Print the whole listing again exactly, keeping no pictures in it.

#### MATERIAL PROVIDED ####

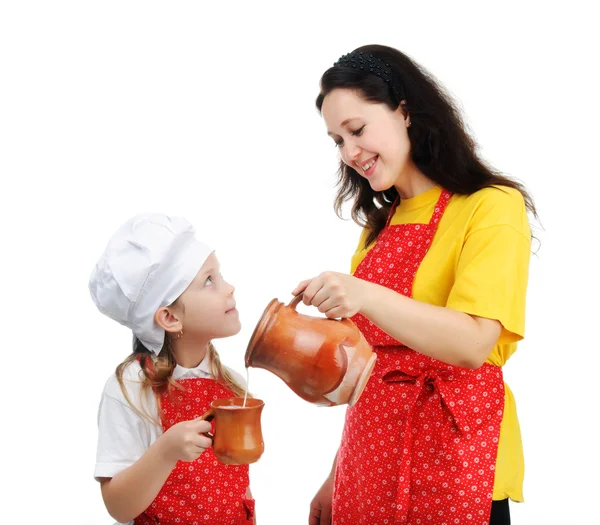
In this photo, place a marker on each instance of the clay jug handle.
(296, 300)
(208, 416)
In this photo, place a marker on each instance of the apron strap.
(440, 207)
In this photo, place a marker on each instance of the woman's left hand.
(334, 294)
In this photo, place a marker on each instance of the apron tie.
(428, 382)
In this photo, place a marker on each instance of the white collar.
(202, 370)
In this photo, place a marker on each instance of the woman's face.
(372, 138)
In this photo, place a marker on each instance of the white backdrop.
(206, 109)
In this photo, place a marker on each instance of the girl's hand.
(334, 294)
(185, 440)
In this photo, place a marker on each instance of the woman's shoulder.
(494, 206)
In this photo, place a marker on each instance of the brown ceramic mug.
(237, 439)
(325, 361)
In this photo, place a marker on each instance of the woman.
(438, 289)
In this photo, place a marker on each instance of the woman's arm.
(454, 337)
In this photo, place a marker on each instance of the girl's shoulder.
(132, 383)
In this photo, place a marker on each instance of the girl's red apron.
(203, 491)
(420, 445)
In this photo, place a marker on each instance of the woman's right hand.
(320, 506)
(185, 441)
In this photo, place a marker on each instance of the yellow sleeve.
(360, 252)
(492, 274)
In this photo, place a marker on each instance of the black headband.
(371, 64)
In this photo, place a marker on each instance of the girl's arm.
(132, 490)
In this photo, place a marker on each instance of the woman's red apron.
(420, 445)
(203, 491)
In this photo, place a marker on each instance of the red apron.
(420, 445)
(203, 491)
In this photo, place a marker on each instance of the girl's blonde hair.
(158, 375)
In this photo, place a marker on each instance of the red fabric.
(420, 445)
(202, 491)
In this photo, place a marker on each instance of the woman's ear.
(404, 110)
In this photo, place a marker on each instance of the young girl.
(154, 463)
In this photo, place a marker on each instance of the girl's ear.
(168, 320)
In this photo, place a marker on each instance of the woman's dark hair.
(440, 145)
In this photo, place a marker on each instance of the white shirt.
(123, 435)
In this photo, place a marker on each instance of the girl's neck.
(188, 353)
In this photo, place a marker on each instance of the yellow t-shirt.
(478, 263)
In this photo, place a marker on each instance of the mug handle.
(208, 416)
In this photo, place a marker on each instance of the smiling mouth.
(368, 165)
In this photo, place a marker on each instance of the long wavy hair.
(441, 147)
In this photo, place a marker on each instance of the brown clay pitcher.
(325, 361)
(237, 439)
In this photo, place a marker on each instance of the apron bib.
(420, 445)
(203, 491)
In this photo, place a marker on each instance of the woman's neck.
(412, 182)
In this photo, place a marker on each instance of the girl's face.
(207, 307)
(372, 138)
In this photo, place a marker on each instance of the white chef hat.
(147, 264)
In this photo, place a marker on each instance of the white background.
(206, 109)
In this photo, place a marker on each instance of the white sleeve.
(123, 435)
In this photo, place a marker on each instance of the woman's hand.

####

EXERCISE ANSWER:
In this photo, place a marker on each instance of the clay jug handle.
(296, 300)
(208, 416)
In this photo, place a marker on each instance of the apron strap.
(440, 207)
In this photo, place a marker on each instance of the woman's left hand.
(334, 294)
In this photo, place a marker on each instance of the apron tie.
(428, 382)
In this photo, place a marker on each instance of the white collar.
(202, 370)
In this photo, place a marker on each instance of the woman's face.
(372, 138)
In this photo, place a marker on each instance of the white backdrop.
(206, 109)
In this photo, place a marker on each instance of the girl's hand.
(334, 294)
(185, 440)
In this photo, place a marker on each instance of the woman's shoulder.
(494, 206)
In this photo, place a marker on each instance of the brown ceramic mug.
(237, 439)
(325, 361)
In this photo, place a marker on each instance of the woman.
(438, 289)
In this photo, place a marker on each instance of the woman's arm.
(454, 337)
In this photo, place a marker on each instance of the girl's shoulder.
(132, 383)
In this photo, place a marker on each instance of the girl's red apron.
(203, 491)
(420, 445)
In this photo, place a marker on each instance of the woman's right hand.
(320, 506)
(185, 441)
In this photo, place a marker on each instance of the yellow sleeve.
(360, 252)
(492, 274)
In this photo, place a marker on each instance of the black headband.
(371, 64)
In this photo, place a marker on each instance of the girl's arm.
(132, 490)
In this photo, place a marker on each instance of the woman's red apron.
(420, 445)
(203, 491)
In this photo, place a marker on each instance of the red apron.
(420, 445)
(203, 491)
In this photo, place a marker on each instance of the girl's blonde hair.
(158, 375)
In this photo, place a marker on each instance of the red fabric.
(420, 445)
(202, 491)
In this photo, place a marker on each instance of the woman's ear.
(404, 110)
In this photo, place a marker on each instance of the young girl.
(154, 463)
In this photo, place a marker on each instance of the girl's ear.
(168, 320)
In this photo, place a marker on each instance of the woman's dark hair.
(440, 145)
In this photo, place a marker on each instance of the white shirt.
(123, 435)
In this photo, place a marker on each instance of the girl's neck.
(188, 353)
In this photo, place a marker on each instance of the yellow t-shirt.
(478, 263)
In this photo, place a marker on each instance of the mug handle.
(208, 416)
In this photo, place a marker on each instance of the smiling mouth.
(368, 165)
In this photo, place a marker on each instance of the long wavy hair.
(441, 147)
In this photo, place a marker on each instance of the brown clay pitcher.
(325, 361)
(237, 439)
In this photo, place a marker on each instance of the apron bib.
(420, 445)
(203, 491)
In this photo, place a marker on each instance of the woman's neck.
(412, 182)
In this photo, place a marker on each instance of the girl's face.
(207, 307)
(372, 138)
In this photo, place a marker on each instance of the white chef hat.
(147, 264)
In this photo, place a marker on each instance of the white background.
(206, 109)
In this photo, place a marker on each instance of the white sleeve.
(123, 435)
In this photo, place a marker on each instance of the woman's hand.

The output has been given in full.